──────── Working data ────────

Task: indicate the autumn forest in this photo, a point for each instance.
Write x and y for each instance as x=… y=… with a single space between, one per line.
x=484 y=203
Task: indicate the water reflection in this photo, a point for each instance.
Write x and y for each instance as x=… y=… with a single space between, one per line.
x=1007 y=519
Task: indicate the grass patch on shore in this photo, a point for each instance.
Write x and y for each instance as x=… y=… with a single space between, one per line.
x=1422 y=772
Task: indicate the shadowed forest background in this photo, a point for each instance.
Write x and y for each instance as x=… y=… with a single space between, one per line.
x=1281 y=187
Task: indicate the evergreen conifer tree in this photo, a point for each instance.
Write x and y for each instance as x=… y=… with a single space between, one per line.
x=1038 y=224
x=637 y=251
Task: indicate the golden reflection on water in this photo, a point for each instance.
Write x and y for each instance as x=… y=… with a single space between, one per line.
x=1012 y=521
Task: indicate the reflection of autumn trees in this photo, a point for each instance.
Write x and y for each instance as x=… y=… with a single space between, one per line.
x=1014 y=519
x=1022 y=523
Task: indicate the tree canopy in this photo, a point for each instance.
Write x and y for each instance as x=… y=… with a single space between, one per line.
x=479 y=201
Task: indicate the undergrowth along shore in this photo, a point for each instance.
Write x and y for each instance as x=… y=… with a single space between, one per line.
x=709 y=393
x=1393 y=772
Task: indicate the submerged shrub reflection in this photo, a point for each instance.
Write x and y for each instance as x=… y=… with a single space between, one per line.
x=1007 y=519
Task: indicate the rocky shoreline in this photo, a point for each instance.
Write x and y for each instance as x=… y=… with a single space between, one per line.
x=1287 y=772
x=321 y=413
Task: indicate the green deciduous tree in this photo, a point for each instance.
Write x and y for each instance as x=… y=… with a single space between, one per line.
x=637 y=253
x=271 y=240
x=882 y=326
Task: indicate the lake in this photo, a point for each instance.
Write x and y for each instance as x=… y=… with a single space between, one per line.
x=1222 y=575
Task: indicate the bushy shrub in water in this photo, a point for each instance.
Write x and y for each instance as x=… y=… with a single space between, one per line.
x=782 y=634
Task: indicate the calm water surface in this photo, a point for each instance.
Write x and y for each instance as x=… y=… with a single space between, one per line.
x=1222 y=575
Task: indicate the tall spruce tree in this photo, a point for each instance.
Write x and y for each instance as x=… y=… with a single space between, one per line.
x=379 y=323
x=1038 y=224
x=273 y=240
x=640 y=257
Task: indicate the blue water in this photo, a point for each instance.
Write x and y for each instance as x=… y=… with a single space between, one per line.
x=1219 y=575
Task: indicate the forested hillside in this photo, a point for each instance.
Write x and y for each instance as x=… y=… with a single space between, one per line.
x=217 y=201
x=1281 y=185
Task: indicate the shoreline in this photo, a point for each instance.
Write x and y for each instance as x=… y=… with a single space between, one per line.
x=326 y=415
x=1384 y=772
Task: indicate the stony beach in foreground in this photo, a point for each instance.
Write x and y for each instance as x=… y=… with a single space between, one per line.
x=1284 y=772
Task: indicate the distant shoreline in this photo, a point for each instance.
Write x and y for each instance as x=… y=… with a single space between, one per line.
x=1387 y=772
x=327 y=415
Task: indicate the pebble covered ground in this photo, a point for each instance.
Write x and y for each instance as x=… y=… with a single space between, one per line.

────────

What the exercise asks
Set the entries down again, unchanged and complete.

Output for this exercise
Task: indicate the autumn forest in this photo, a point for each instance.
Write x and y for each instance as x=… y=… with a single space between, one per line.
x=484 y=203
Task: indicate the water reflection in this photo, a point for each instance.
Write x and y for each instance as x=… y=… with a single space between, one per line.
x=1007 y=519
Task: indicate the grass patch on shore in this photo, a point for each instance.
Write x and y for each instance as x=… y=… with a single space between, one per line.
x=1422 y=772
Task: indicate the shadowed forest background in this photo, a point for each instance.
Write x and y for each instance as x=… y=… with a single space between, one per line.
x=1281 y=187
Task: indicate the evergreen conifer tree in this photo, a point for each instance.
Write x and y for each instance as x=… y=… with a single space between, one per line.
x=1038 y=224
x=637 y=251
Task: indicate the golden reflection on water in this photo, a point for each instance.
Write x and y for each instance as x=… y=… with a single space between, one per line.
x=1012 y=521
Task: indicate the reflection of autumn trees in this photo, a point for each instance.
Write x and y for each instance as x=… y=… with a single space between, one per line.
x=1014 y=519
x=1022 y=523
Task: indicate the tree canopy in this photo, a point for each instance.
Write x and y for each instance as x=… y=… with a single space between, one per line.
x=479 y=201
Task: indicate the undergrowth along shore in this photo, a point for each instance.
Write x and y for each instance as x=… y=… with a single space between, one per line.
x=709 y=393
x=1393 y=772
Task: indicate the submerged shrub reflection in this photo, a point for each instance.
Write x and y for each instance as x=… y=… with a single space between, one per line.
x=1007 y=519
Task: indicate the rocky shoreline in this photo, a point for each instance.
Write x and y for each instance as x=… y=… with a single space between, one per line.
x=1287 y=772
x=321 y=413
Task: indicate the green deciduous tree in this photo, a point for each instance.
Write x and y for each instance as x=… y=… with a single space between, one per line.
x=637 y=253
x=271 y=240
x=882 y=326
Task: indicate the lake in this photo, a point for each instance.
Write x and y for each instance as x=… y=… with a single space between, one per line.
x=1222 y=575
Task: indicate the bushy shrub in water in this photo, a point for each instance.
Write x and y for each instance as x=… y=… with a single space between, one per line.
x=782 y=634
Task: indicate the calm water surface in this photo, a point for each instance.
Write x and y for each instance as x=… y=… with a single space between, one per line.
x=1222 y=575
Task: indicate the tall spruce tree in this photo, a point for each instance.
Write x and y for each instance as x=… y=… with a single space between, one per line.
x=379 y=323
x=1038 y=224
x=273 y=240
x=640 y=257
Task: indicate the blue water in this photo, a point for each instance.
Write x and y for each instance as x=… y=… with a single space between, one per line.
x=1219 y=575
Task: indicate the forested hillside in this photo, a point for each instance.
Write x and y for each instance as x=… y=… with a single space between, one per line.
x=217 y=201
x=1281 y=185
Task: indicate the shoreline in this photo, a point for each instance.
Write x and y for each instance as x=… y=… with a single space between, one per line.
x=326 y=415
x=1384 y=772
Task: indicate the stony beach in foreground in this photo, a point for each instance.
Write x and y for each instance as x=… y=… with a single space between, one per line.
x=1284 y=772
Task: indicate the distant shoreline in this photo, a point for each instance.
Write x and y for each instance as x=… y=… with a single space between, one per line.
x=1387 y=772
x=327 y=415
Task: indicate the pebble covered ground in this photo, a point for each instance.
Write x and y for each instance as x=… y=… with a single space between, one per line.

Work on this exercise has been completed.